TB infection prevention and control should be an integral part of national TB programmes and embedded within the measures taken at all levels in the country to prevent the transmission of infectious conditions. The new operational handbook will facilitate country adaptation and implementation of TB infection prevention and control measures. It emphasizes the importance of building integrated, well-coordinated, multisectoral actions across all levels of health care and other settings having high risk of TB transmission.
The handbook includes best practices from countries and provides checklists and job aids to support the implementation and monitoring of actions for administrative, environmental, and respiratory protection measures. Apart from health facilities, these measures may also apply to congregate settings having a high risk of TB transmission, such as prisons, refugee camps and homes for the elderly.
WHO calls upon governments to allocate the human and financial resources needed to strengthen implementation of infection prevention and control. Collaboration between the Ministry of Health and other public and private authorities is necessary for the systematic implementation of TB infection prevention and control measures. WHO promotes the implementation of a hierarchy of interventions across all settings as an integrated package rather than standalone implementation of individual recommendations.
“Investment in preventive action, like TB infection prevention and control, will help to cut the chain of transmission not only in health care facilities, congregate settings, or workplaces but also the households of people with TB,” said Dr Tereza Kasaeva, Director of the WHO’s Global TB Programme. “This is vitally important in our collective fight to end TB.”

## Task objective:
Answer these questions from the TB infection control passage:
1. Which congregate settings does it name as having a high risk of TB transmission?
2. What does WHO call upon governments to allocate?
3. Who is the Director of the WHO's Global TB Programme?
These items have no connection to the TB passage.

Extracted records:
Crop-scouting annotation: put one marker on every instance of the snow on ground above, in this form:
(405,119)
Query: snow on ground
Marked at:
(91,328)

## Answer space:
1. Prisons, refugee camps and homes for the elderly.
2. The human and financial resources needed to strengthen implementation of infection prevention and control.
3. Dr Tereza Kasaeva.